### Exercise details
Return every line of the entries below that contains the string "water", matching its case exactly.

===== Records supplied =====

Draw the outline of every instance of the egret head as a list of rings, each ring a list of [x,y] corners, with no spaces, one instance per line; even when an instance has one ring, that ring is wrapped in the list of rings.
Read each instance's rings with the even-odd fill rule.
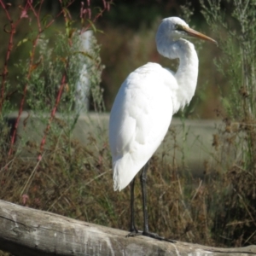
[[[177,52],[181,48],[178,43],[181,38],[199,38],[217,44],[212,38],[196,32],[178,17],[166,18],[160,23],[156,37],[157,49],[160,54],[171,59],[177,57]],[[176,47],[174,47],[176,45]],[[173,46],[172,48],[172,46]]]

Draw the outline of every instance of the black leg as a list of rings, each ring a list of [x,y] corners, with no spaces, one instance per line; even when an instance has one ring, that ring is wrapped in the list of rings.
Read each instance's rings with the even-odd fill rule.
[[[157,234],[150,233],[148,230],[148,208],[147,208],[147,171],[149,166],[149,161],[144,166],[143,168],[142,174],[140,176],[141,180],[141,186],[143,191],[143,232],[138,231],[135,227],[135,221],[134,221],[134,183],[135,178],[131,183],[131,233],[128,234],[126,236],[136,236],[139,235],[149,236],[152,238],[155,238],[161,241],[166,241],[171,242],[175,242],[172,240],[166,239],[165,237],[159,236]]]
[[[134,220],[134,183],[135,177],[131,183],[131,227],[130,231],[137,233],[137,230],[135,227],[135,220]]]

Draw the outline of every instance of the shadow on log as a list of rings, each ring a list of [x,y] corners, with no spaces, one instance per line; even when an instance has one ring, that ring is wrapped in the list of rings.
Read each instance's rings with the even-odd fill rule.
[[[256,246],[217,248],[126,235],[0,201],[0,249],[14,255],[256,255]]]

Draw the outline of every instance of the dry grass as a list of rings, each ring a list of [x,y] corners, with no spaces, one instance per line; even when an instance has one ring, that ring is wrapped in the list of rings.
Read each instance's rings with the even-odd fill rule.
[[[209,246],[241,247],[256,242],[255,172],[244,170],[235,160],[224,162],[223,147],[233,146],[242,131],[224,125],[215,136],[215,167],[201,178],[182,175],[183,168],[153,157],[148,172],[149,229],[168,238]],[[239,126],[238,126],[239,127]],[[90,135],[84,148],[62,133],[49,135],[50,145],[37,161],[35,142],[26,143],[30,158],[19,154],[6,160],[2,154],[0,198],[20,205],[76,219],[126,230],[130,189],[113,192],[111,158],[107,141]],[[173,137],[173,132],[169,136]],[[218,137],[218,138],[217,138]],[[166,142],[165,142],[166,143]],[[218,145],[217,145],[218,144]],[[222,166],[222,167],[221,167]],[[226,168],[223,168],[226,166]],[[188,171],[188,170],[187,170]],[[253,171],[253,170],[252,170]],[[136,184],[136,223],[143,227],[139,182]]]

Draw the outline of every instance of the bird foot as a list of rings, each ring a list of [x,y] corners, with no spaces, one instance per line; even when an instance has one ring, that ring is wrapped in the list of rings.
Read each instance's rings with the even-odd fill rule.
[[[137,229],[132,229],[131,230],[130,230],[130,233],[126,236],[126,237],[134,237],[142,235],[143,235],[143,231],[137,230]]]
[[[129,233],[126,237],[134,237],[137,236],[148,236],[151,238],[154,238],[160,241],[169,241],[169,242],[172,242],[175,243],[176,241],[174,240],[171,240],[171,239],[167,239],[166,237],[163,236],[160,236],[159,235],[155,234],[155,233],[151,233],[151,232],[145,232],[145,231],[138,231],[138,230],[132,230],[131,233]]]

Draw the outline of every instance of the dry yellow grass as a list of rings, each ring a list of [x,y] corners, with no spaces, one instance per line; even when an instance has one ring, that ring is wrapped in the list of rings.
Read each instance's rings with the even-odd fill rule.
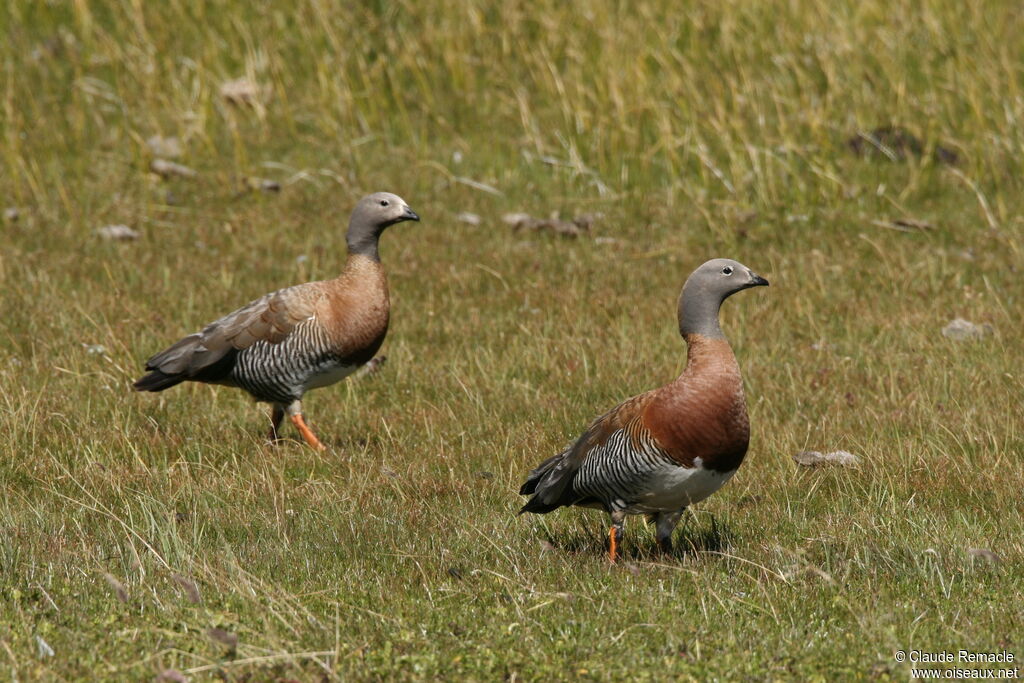
[[[897,649],[1024,656],[1017,4],[83,1],[0,27],[12,678],[885,680]],[[921,154],[851,152],[890,125]],[[198,175],[151,173],[153,135]],[[388,364],[309,396],[329,453],[265,449],[239,392],[130,391],[166,342],[336,272],[374,189],[424,220],[384,238]],[[603,215],[569,240],[507,211]],[[682,368],[675,297],[712,256],[772,282],[724,311],[750,457],[676,556],[634,523],[610,568],[603,519],[516,518],[515,489]],[[956,316],[993,333],[944,338]],[[808,447],[862,465],[798,470]]]

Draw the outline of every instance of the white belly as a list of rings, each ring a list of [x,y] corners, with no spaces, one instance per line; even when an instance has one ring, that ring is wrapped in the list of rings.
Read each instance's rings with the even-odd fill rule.
[[[667,463],[651,476],[646,493],[630,506],[630,511],[647,513],[680,510],[705,500],[735,473],[736,470],[716,472],[705,469],[699,458],[693,461],[693,467],[690,468]]]

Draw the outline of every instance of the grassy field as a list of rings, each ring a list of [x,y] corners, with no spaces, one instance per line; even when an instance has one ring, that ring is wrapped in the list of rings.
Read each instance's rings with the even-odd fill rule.
[[[0,678],[1024,657],[1020,3],[194,4],[0,7]],[[900,159],[854,153],[885,126]],[[148,171],[158,134],[198,175]],[[308,396],[327,453],[263,445],[237,390],[131,391],[180,335],[335,274],[376,189],[423,221],[384,236],[387,364]],[[676,297],[714,256],[772,283],[723,311],[739,473],[673,557],[639,519],[610,566],[602,515],[516,517],[530,467],[682,369]]]

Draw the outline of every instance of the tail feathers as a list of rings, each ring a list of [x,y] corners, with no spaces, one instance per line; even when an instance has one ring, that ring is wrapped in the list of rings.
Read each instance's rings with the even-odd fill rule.
[[[135,391],[163,391],[181,384],[186,379],[188,378],[184,375],[168,375],[154,370],[136,380],[132,386],[135,387]]]

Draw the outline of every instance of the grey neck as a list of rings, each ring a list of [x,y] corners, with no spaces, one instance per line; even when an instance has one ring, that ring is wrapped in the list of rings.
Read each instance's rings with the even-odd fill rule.
[[[718,326],[718,311],[722,307],[722,299],[711,292],[702,291],[696,284],[687,282],[683,294],[679,297],[679,333],[701,335],[711,339],[725,339],[722,328]]]
[[[348,234],[345,238],[349,254],[358,254],[378,262],[381,260],[380,253],[377,251],[379,242],[380,234],[376,230],[366,227],[355,228],[351,225],[348,227]]]

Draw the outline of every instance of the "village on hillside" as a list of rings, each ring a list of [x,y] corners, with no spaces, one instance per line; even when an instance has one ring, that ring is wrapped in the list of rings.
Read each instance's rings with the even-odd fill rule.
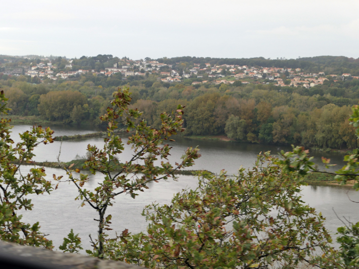
[[[91,73],[94,76],[110,77],[120,73],[123,80],[126,80],[126,78],[130,76],[145,77],[152,74],[157,76],[157,79],[163,83],[181,82],[183,80],[195,78],[196,81],[192,82],[193,85],[204,83],[232,84],[236,81],[240,81],[242,84],[273,83],[281,87],[303,87],[306,89],[323,84],[324,81],[328,79],[326,77],[328,75],[332,77],[334,82],[345,80],[349,77],[359,79],[359,77],[352,77],[350,74],[348,73],[305,73],[299,68],[254,67],[226,64],[211,66],[210,63],[207,63],[205,64],[194,63],[190,68],[180,69],[176,67],[178,65],[180,66],[180,62],[169,66],[156,60],[132,60],[125,59],[114,63],[113,66],[104,68],[102,70],[76,70],[77,68],[74,68],[73,65],[74,59],[66,60],[67,63],[64,68],[61,69],[53,65],[51,59],[43,58],[36,65],[18,65],[8,67],[2,73],[8,75],[24,75],[31,78],[37,77],[40,79],[40,82],[45,79],[53,81],[68,80],[87,73]],[[9,61],[9,62],[10,61]],[[162,71],[164,69],[167,72]]]

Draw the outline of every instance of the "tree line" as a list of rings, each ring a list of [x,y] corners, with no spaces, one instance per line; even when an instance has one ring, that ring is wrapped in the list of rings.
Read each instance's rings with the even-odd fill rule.
[[[186,107],[185,135],[225,134],[244,142],[320,148],[357,146],[348,119],[350,107],[359,100],[359,80],[334,82],[329,78],[306,89],[259,84],[194,87],[191,80],[171,85],[150,76],[126,85],[132,92],[131,107],[145,112],[141,120],[155,127],[159,126],[159,114],[181,104]],[[20,76],[0,80],[0,87],[13,115],[100,124],[99,117],[120,85],[108,85],[118,79],[116,76],[107,78],[104,87],[93,82],[97,79],[104,79],[90,75],[77,81],[34,85]]]

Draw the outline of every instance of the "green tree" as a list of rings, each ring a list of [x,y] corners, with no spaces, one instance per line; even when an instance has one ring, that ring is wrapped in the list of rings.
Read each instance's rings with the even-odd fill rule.
[[[135,198],[138,195],[136,191],[143,191],[148,188],[147,184],[150,182],[158,182],[171,178],[176,179],[174,173],[177,170],[191,166],[194,160],[200,156],[197,148],[190,148],[182,156],[181,161],[176,163],[175,166],[168,162],[164,162],[163,160],[167,159],[171,148],[168,144],[162,145],[162,143],[170,139],[172,135],[184,130],[182,127],[182,107],[179,106],[177,113],[172,116],[170,114],[161,114],[162,123],[159,129],[148,126],[144,120],[135,126],[132,119],[138,118],[141,113],[137,109],[128,108],[131,100],[130,95],[127,89],[123,90],[119,89],[114,93],[111,106],[107,108],[107,114],[101,117],[101,120],[108,123],[108,135],[104,139],[104,148],[100,149],[96,146],[88,146],[89,157],[84,168],[90,169],[93,174],[98,172],[104,176],[94,191],[83,187],[89,180],[87,175],[80,174],[79,177],[76,178],[74,173],[80,173],[79,170],[72,170],[72,165],[68,167],[63,166],[68,176],[65,181],[73,183],[78,188],[79,196],[76,199],[82,200],[82,206],[88,205],[97,212],[97,238],[94,240],[91,239],[93,249],[87,250],[87,252],[101,259],[106,257],[105,245],[108,238],[106,233],[111,229],[109,226],[112,216],[106,215],[106,210],[113,205],[114,199],[118,195],[124,194]],[[122,162],[117,157],[124,149],[121,138],[115,134],[119,124],[124,126],[127,131],[135,131],[127,143],[132,146],[133,157]],[[158,159],[162,160],[160,166],[154,165]],[[71,239],[68,240],[71,240]],[[64,242],[63,245],[66,244],[66,242]]]
[[[84,110],[81,105],[74,106],[74,109],[71,114],[71,119],[74,122],[80,124],[84,118]]]
[[[108,257],[153,269],[340,268],[324,218],[301,200],[300,171],[266,152],[225,173],[200,172],[196,189],[145,208],[148,234],[109,241]]]
[[[0,113],[7,114],[7,99],[0,93]],[[54,133],[49,128],[34,126],[20,134],[21,142],[14,144],[10,138],[11,120],[0,120],[0,239],[22,245],[52,249],[52,242],[40,232],[39,223],[22,221],[18,210],[31,210],[33,205],[28,195],[50,193],[51,182],[46,180],[43,168],[33,167],[28,174],[20,173],[22,164],[32,161],[33,150],[40,144],[52,143]],[[54,178],[56,177],[54,175]]]
[[[226,122],[224,130],[230,138],[242,140],[245,137],[245,120],[239,117],[231,115]]]

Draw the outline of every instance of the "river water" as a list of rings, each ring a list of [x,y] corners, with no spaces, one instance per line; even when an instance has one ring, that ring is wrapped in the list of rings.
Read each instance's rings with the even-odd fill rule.
[[[83,134],[98,131],[93,128],[50,127],[55,131],[54,135],[58,136]],[[12,130],[12,138],[15,142],[18,141],[17,134],[29,130],[30,127],[30,125],[16,125]],[[126,142],[127,136],[123,135],[122,138]],[[291,149],[290,147],[194,140],[181,137],[176,137],[176,140],[170,144],[173,147],[171,156],[169,158],[171,163],[179,160],[188,147],[199,146],[202,156],[190,169],[207,169],[217,173],[225,169],[231,175],[237,174],[241,165],[244,168],[253,166],[257,155],[260,151],[270,150],[275,154],[281,149],[288,151]],[[73,159],[77,154],[84,155],[89,144],[95,144],[100,148],[103,145],[103,140],[98,138],[64,141],[62,143],[60,160],[69,161]],[[60,142],[57,141],[39,147],[35,151],[36,156],[34,159],[37,161],[56,161],[60,145]],[[119,156],[120,160],[128,159],[131,154],[130,148],[126,145],[123,152]],[[314,152],[312,155],[315,157],[315,162],[322,168],[323,166],[320,164],[321,156],[330,158],[333,163],[340,165],[343,163],[342,155],[322,152]],[[29,166],[24,166],[21,171],[25,173],[29,169]],[[49,180],[52,179],[53,174],[65,176],[60,169],[45,168],[45,170],[47,174],[46,179]],[[141,215],[145,206],[154,202],[160,204],[168,204],[174,194],[183,189],[193,188],[197,185],[197,179],[193,177],[180,176],[179,178],[178,181],[151,183],[149,185],[149,189],[141,193],[135,199],[125,195],[119,197],[115,205],[108,210],[113,216],[113,224],[111,228],[114,229],[114,231],[120,233],[126,228],[131,233],[145,231],[147,223],[144,217]],[[88,188],[94,188],[101,179],[100,174],[91,175]],[[30,223],[39,221],[41,231],[49,235],[47,238],[53,240],[56,248],[61,244],[63,237],[72,228],[75,233],[80,234],[84,248],[89,248],[88,236],[90,234],[95,236],[97,223],[93,218],[97,218],[97,215],[88,205],[79,207],[80,202],[74,200],[77,195],[74,186],[62,183],[51,195],[33,196],[31,198],[34,209],[31,211],[22,212],[24,220]],[[318,212],[321,212],[327,218],[326,227],[333,235],[336,228],[342,225],[335,216],[333,209],[341,217],[344,216],[353,222],[359,221],[359,206],[350,202],[347,196],[349,195],[352,200],[359,201],[359,192],[349,188],[337,186],[309,185],[302,187],[301,195],[304,202],[315,208]]]

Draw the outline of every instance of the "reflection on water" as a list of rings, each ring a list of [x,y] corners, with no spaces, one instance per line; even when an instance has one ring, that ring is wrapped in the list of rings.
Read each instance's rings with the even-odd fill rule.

=====

### Response to this task
Draw the outline of every instance of the "river water" as a list of rings, each ring a list of [x,y] corners, with no spaces, one instance per line; even when an instance has one ring, that ring is wrapped in the list of rings.
Draw the outline of every instance of the "reflection on water" as a list of rings, each ring a list of [x,y] corners, with no spaces, one instance per line; even when an instance has one ring, that ring is wrapped in the list of rings.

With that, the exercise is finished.